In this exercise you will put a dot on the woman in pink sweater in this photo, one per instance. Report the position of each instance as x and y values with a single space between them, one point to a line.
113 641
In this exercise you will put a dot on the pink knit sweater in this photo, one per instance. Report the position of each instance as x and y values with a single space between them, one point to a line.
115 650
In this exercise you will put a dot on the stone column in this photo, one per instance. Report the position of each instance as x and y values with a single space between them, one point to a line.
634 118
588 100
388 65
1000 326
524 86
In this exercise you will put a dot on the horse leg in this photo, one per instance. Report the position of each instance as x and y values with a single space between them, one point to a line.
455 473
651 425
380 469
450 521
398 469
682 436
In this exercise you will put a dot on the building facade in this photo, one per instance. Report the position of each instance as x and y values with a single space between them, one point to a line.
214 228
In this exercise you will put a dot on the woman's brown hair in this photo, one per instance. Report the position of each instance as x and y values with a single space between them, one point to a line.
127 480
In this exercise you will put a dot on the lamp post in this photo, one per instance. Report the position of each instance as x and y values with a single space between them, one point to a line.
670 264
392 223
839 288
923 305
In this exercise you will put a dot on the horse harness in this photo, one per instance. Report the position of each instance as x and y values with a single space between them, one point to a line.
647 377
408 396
+-------+
Aim. Arrange all of the items above as a numbered list, leaving out any blank lines.

Task result.
1. In this exercise you will put a dot on the woman in pink sweater in this photo, one per instance. Report the position of each instance as x and y values with a single space between them, one point to a line.
2. 113 641
3. In this exercise you will put a dot on the pink knit sweater in this photo, one per instance. Report the position of each instance as x and y values with a single space between them, one point to a line.
4. 115 650
5. In this exercise you will put a dot on the stone column in this photo, one per instance. Report the position of each instance as x and y values with a single space between them, one point to a line.
6. 634 118
7. 588 100
8. 388 65
9. 1000 326
10. 524 86
11. In this exercise you will put a dot on the horse leg in this photo, one per instance. Report the position of each instance as x and y values with a single space between them, one point to a line.
12. 455 473
13. 651 425
14. 380 469
15. 450 521
16. 398 469
17. 682 436
18. In this exercise you will put a dot on the building facade in this photo, one per instance. Report the position of each instance as x and y values with a single space between them, one point to a line.
19. 214 228
20. In this exercise you will put a dot on the woman's brown hair in this photo, one per instance. Report the position of each instance as x and y values with a single space between them, one point to a line.
21. 127 480
22. In this exercise you will put a dot on the lamp post in this photo, one per instance. Report the position of each instance as x and y values with a single space between them, one point to a line.
23. 670 264
24. 392 223
25. 839 288
26. 923 305
27. In this exercise you will put a dot on the horse harness in this photo, one per instance. Report the position of each instance as x and y values with a single space between them, one point to a line.
28. 647 377
29. 408 396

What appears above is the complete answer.